■ **Problem description**: Revise the records below by replacing each occurrence of "region" with "area", leaving all other text unchanged. Omit the pictures from your answer.

** begin Provided data **

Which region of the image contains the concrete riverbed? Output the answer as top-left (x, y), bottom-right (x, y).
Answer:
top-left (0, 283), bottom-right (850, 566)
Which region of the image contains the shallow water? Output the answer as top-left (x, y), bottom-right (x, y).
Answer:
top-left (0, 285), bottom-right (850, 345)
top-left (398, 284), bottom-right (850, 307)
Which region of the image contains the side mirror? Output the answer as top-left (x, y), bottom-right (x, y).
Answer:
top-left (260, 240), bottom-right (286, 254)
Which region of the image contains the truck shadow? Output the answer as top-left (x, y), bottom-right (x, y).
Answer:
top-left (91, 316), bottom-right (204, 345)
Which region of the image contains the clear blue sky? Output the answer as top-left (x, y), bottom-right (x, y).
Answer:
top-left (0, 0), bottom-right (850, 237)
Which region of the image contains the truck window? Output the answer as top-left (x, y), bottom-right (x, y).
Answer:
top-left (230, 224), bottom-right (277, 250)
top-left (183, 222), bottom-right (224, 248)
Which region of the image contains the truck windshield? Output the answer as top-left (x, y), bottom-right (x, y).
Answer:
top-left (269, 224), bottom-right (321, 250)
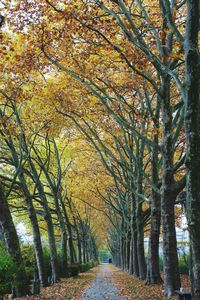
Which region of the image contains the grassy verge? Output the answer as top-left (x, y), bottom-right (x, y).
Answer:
top-left (109, 266), bottom-right (189, 300)
top-left (15, 268), bottom-right (96, 300)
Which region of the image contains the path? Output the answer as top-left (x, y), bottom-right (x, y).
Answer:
top-left (81, 264), bottom-right (127, 300)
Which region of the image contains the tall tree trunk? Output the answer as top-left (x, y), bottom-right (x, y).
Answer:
top-left (161, 75), bottom-right (180, 297)
top-left (8, 140), bottom-right (48, 287)
top-left (185, 0), bottom-right (200, 300)
top-left (29, 165), bottom-right (60, 282)
top-left (0, 183), bottom-right (29, 297)
top-left (146, 102), bottom-right (162, 284)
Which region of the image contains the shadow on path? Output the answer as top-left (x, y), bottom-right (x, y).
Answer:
top-left (81, 264), bottom-right (127, 300)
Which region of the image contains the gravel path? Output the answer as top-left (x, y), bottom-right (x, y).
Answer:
top-left (81, 264), bottom-right (126, 300)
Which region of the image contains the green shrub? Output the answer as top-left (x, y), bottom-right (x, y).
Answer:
top-left (159, 256), bottom-right (163, 271)
top-left (80, 260), bottom-right (98, 273)
top-left (0, 243), bottom-right (17, 297)
top-left (21, 244), bottom-right (37, 281)
top-left (67, 263), bottom-right (80, 277)
top-left (80, 262), bottom-right (91, 273)
top-left (179, 257), bottom-right (189, 275)
top-left (43, 247), bottom-right (51, 276)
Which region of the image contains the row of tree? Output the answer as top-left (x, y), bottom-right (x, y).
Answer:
top-left (0, 92), bottom-right (97, 297)
top-left (0, 0), bottom-right (200, 300)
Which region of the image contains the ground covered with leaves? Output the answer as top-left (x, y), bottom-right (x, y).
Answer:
top-left (112, 267), bottom-right (189, 300)
top-left (14, 265), bottom-right (189, 300)
top-left (15, 268), bottom-right (97, 300)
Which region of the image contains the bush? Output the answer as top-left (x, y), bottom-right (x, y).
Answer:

** end Provided data **

■ **Solution to the problem**:
Which area of the image contains the concrete riverbed? Output the answer as top-left (x, y), bottom-right (x, y).
Answer:
top-left (0, 283), bottom-right (850, 566)
Which area of the image contains the shallow water? Output the answer as top-left (x, y), bottom-right (x, y).
Answer:
top-left (0, 285), bottom-right (850, 345)
top-left (398, 284), bottom-right (850, 307)
Which area of the image contains the side mirror? Output the answer as top-left (x, y), bottom-right (x, y).
Answer:
top-left (260, 240), bottom-right (286, 254)
Which area of the image contains the truck shadow? Output the answer as top-left (x, y), bottom-right (x, y).
Answer:
top-left (91, 316), bottom-right (204, 345)
Which area of the image contains the clear blue sky? Output the answer as top-left (x, y), bottom-right (x, y).
Answer:
top-left (0, 0), bottom-right (850, 237)
Which area of the image contains the truck window? Output the answer as top-left (x, y), bottom-right (x, y).
Answer:
top-left (230, 224), bottom-right (277, 250)
top-left (183, 222), bottom-right (224, 248)
Which area of the image contains the truck windshield? Output the answer as top-left (x, y), bottom-right (x, y).
Answer:
top-left (269, 224), bottom-right (321, 250)
Which area of the image contains the grassy verge? Output the answer as top-left (x, y), bottom-right (x, y).
Answer:
top-left (109, 266), bottom-right (189, 300)
top-left (15, 268), bottom-right (96, 300)
Which area of the image contains the path? Output the answer as top-left (x, y), bottom-right (x, y).
Answer:
top-left (81, 264), bottom-right (127, 300)
Which area of the image contains the tall tree trunk? Output the answer as top-left (x, y), bottom-right (x, y).
Answer:
top-left (161, 75), bottom-right (180, 297)
top-left (8, 140), bottom-right (48, 287)
top-left (185, 0), bottom-right (200, 300)
top-left (29, 165), bottom-right (60, 282)
top-left (0, 183), bottom-right (29, 297)
top-left (146, 102), bottom-right (162, 284)
Which area of the image contains the shadow on path? Output the answer as top-left (x, y), bottom-right (x, y).
Answer:
top-left (81, 264), bottom-right (127, 300)
Which area of the image contains the gravel path? Output the answer as top-left (x, y), bottom-right (x, y).
Answer:
top-left (81, 264), bottom-right (126, 300)
Which area of the image contains the green shrub? Output the answer as top-left (x, y), bottom-right (x, y).
Answer:
top-left (159, 256), bottom-right (163, 271)
top-left (80, 260), bottom-right (98, 273)
top-left (0, 243), bottom-right (17, 297)
top-left (21, 244), bottom-right (37, 281)
top-left (67, 263), bottom-right (80, 277)
top-left (80, 262), bottom-right (91, 273)
top-left (179, 257), bottom-right (189, 275)
top-left (43, 247), bottom-right (51, 276)
Which area of the image contains the row of tree? Output the answer as top-left (x, y), bottom-right (x, y).
Answer:
top-left (0, 92), bottom-right (97, 297)
top-left (0, 0), bottom-right (200, 300)
Which area of the image contains the ground covered with leaves? Output the answer as top-left (x, y), bottom-right (x, y).
Answer:
top-left (112, 267), bottom-right (189, 300)
top-left (14, 265), bottom-right (189, 300)
top-left (15, 268), bottom-right (97, 300)
Which area of the image contains the bush? Output the answer as top-left (x, y), bottom-right (x, y).
Answer:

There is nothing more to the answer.